-- Start MATERIAL FOR THIS EXERCISE --
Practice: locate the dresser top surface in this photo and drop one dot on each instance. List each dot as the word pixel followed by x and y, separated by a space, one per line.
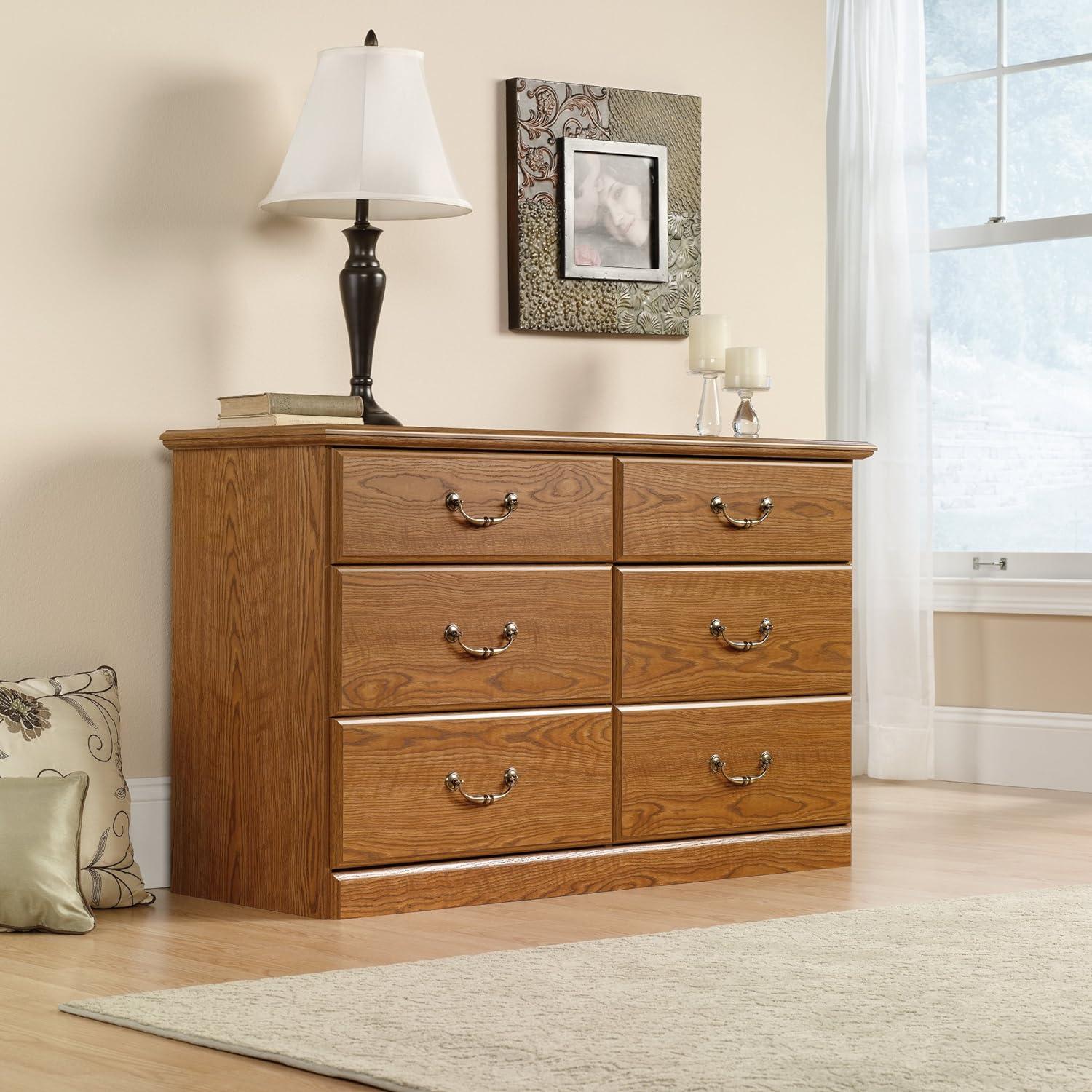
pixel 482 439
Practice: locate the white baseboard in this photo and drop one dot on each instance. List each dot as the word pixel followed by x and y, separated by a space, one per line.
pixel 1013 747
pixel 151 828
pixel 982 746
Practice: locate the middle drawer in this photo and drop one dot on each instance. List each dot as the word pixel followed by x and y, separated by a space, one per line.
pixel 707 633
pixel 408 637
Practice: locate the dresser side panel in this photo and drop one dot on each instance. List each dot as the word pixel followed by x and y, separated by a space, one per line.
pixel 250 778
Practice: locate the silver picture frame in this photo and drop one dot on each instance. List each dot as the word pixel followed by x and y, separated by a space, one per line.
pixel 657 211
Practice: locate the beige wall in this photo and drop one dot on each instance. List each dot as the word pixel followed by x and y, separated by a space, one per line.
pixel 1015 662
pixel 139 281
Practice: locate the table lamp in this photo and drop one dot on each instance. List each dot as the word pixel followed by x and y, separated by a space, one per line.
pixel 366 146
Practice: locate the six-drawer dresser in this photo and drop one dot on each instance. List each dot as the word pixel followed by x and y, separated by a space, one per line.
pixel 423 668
-- End MATERIAL FOR THIS EXERCISE --
WRITTEN INSTRUCTION » Copy every entry above word for word, in order, and omit the pictures.

TASK SOLUTION »
Practice: locate the dresser top surface in this photo and drop one dot on each instance. List each dot as the word pixel followed by x and y, separated by a space, one per line.
pixel 482 439
Practice: locate the white baseboard in this photo and drop one dot on each instance. List each dot as the word pixel followed by x and y, separated by a space, one per line.
pixel 1013 747
pixel 151 828
pixel 982 746
Practice: locate the middle drawer in this photo and drop one dot on each instance. List each dot as the word pixel followed by x and y, separated by a space, one per line.
pixel 707 633
pixel 408 637
Practice: locate the dresser side panel in this photo and drop one dot on each instance. List each dot as the word pixel followed by x and y, separated by a space, one per line.
pixel 250 778
Practice: locate the silver picture frame in this photo and drop one dot on each instance. List each dot as the word pixel followed by x and y, separated by a space, one per line.
pixel 657 211
Practice: locate the beige wall in this photo and drop one dot on each instance. List each dot as the word pixel followed by x and y, separated by a space, one per line.
pixel 1015 662
pixel 139 281
Practice: locate the table lamp in this photo and drop one dot on each instance. List each dot as the word pixel followed by x and y, separated by a space, one per line.
pixel 366 146
Practice: locate the six-drawer dresser in this photo and drop one dot on each instance. List each dot as the word pixel followed by x and y, separated by a space, one per line.
pixel 423 668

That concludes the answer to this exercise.